### Belge metni:
##########

İş güvenliğinin uzmanı olamaz!

Abone Ol

İş güvenliği diye adlandırdığımız olgunun bünyesinde en az 10 tane disiplin ve bu disiplinlerin en az bir o kadar da alt dalları ve ilgi alanları var. Bu kadar geniş bir alana yayılan bir konuda uzman olunabilir mi? Bütün mesele bir tanımlama yapmak ve mış gibi davranmak ise elbette uzman olunur lakin mesnetsiz temennileri ve altyapısız fikirleri bir kenara bırakıp gerçekler üzerinden bir yargıya varacak isek ne yazık ki böyle bir uzmanlık olamaz! Uzman, dar bir alanda derinlemesine bilgi sahibi olan kişidir. Denklem çok basit aslında; derinlemesine bilgi sahibi olunması için, bilgi sahibi olunan konunun dar bir alanda olması gerekir. Geniş alana yayılmış bir uzmanlık olmaz.

Örneğin; tıp çok büyük bir sahadır, kardiyoloji ise spesifik bir uzmanlık alanıdır. Tıpkı bunun gibi iş güvenliği de çok geniş ve teferruatlı bir sahadır; bu geniş sahada uzman olmak mümkün değildir. Tıp örneğinde olduğu gibi; iş güvenliğinin de ancak belli alanlarında uzmanlık olabilir. Örneğin, yüksekte çalışma uzmanı, yangın güvenliği uzmanı, makine güvenliği uzmanı vesaire.

##########

Nesne konumlarına dair veri kümesi kayıtları
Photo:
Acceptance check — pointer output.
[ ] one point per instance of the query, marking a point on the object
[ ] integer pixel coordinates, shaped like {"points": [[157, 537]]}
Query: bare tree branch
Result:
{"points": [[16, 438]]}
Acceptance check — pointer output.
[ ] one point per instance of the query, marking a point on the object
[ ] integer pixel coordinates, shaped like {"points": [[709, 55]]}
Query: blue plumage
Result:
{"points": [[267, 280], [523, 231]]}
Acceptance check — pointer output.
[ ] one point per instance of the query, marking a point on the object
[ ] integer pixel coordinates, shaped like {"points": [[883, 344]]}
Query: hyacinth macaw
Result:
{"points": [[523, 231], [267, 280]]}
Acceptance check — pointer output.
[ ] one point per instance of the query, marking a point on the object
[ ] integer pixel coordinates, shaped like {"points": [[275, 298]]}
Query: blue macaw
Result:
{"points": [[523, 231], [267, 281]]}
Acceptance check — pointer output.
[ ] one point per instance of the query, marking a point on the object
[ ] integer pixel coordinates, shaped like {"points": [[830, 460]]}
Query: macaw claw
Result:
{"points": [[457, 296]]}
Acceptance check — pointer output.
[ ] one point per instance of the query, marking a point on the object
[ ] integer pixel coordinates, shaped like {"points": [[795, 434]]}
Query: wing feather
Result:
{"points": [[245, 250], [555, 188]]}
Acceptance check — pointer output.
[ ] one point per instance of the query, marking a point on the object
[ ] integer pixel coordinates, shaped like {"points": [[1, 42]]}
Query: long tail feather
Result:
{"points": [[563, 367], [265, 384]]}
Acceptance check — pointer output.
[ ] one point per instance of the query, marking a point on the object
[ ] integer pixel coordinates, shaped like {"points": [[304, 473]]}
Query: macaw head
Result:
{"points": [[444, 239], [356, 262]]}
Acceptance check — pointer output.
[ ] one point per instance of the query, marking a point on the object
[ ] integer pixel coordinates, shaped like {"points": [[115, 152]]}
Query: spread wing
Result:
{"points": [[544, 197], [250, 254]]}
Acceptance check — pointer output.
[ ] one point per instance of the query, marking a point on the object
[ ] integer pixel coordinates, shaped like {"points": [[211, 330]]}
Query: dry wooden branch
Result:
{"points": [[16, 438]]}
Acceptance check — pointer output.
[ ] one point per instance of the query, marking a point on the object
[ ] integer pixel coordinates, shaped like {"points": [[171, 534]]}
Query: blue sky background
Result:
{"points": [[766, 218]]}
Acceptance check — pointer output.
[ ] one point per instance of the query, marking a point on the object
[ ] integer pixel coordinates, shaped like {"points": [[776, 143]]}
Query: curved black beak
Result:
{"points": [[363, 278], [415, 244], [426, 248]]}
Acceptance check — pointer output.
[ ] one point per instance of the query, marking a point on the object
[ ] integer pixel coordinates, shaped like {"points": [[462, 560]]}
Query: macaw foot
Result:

##########

### Problem tanımı 1:
Listede "wing" dizesini içeren satırları sayın ve yalnızca sayıyı yazın.
### Problem tanımı 2:
İş güvenliği uzmanlığı yazısını kaldığı yerden devam ettirin.
İş güvenliği uzmanlığı yazısı ile liste ayrı kaynaklardan alınmıştır.

### Nihai cevap 1:
2

### Nihai cevap 2:
İş güvenliğinin öznesi insan olduğu için direkt olarak işin içine sosyoloji, psikoloji, iletişim, yönetim ve eğitim bilimleri gibi bilimler dâhil oluyor. Böyle olduğu için birçok faktörün ve enstrümanın yer aldığı büyük bir dünyayı yönetmeniz gerekiyor ki bu kadar geniş bir evrende uzmanlaşma olamaz. Ancak genel konular ile ilgili temel bilgisi olan, planlama yapabilen, eğitim verebilen ve yönetimin temel unsurlarını bilen profesyonel olabilir.  Buna ek olarak da belli alanlar için hususi olarak yetiştirilmiş uzmanlar görevlendirilebilir.

İşin içine uzmanlık kavramı girdiğinde konu çok disiplinlilikten çıkarak dar bir alana hapsolur ki bu sefer de iş güvenliği kavramını kendi mecrasından kopartmış ve rotasından çıkartmış oluruz; hakeza zaten çıkmış durumda… Bu yanlış, algısal olarak iş güvenliği konusunun kendi başına tek bir disiplinmiş gibi dar bir vizyon ile ele alınmasının yolunu açmış ve tüm uygulama sahasını bu şekilde dizayn etmiştir. Böylelikle iş güvenliği uzmanlarının bilmesi ve ilgilenmesi gereken alanlar sınırsız bir duruma gelmiş ve hâliyle hepsi hakkında detaylı bir şekilde bilgi sahibi olunamayacağı için iş, kâğıt üzerinde varlık gösteren bir formaliteye dönüşmüştür.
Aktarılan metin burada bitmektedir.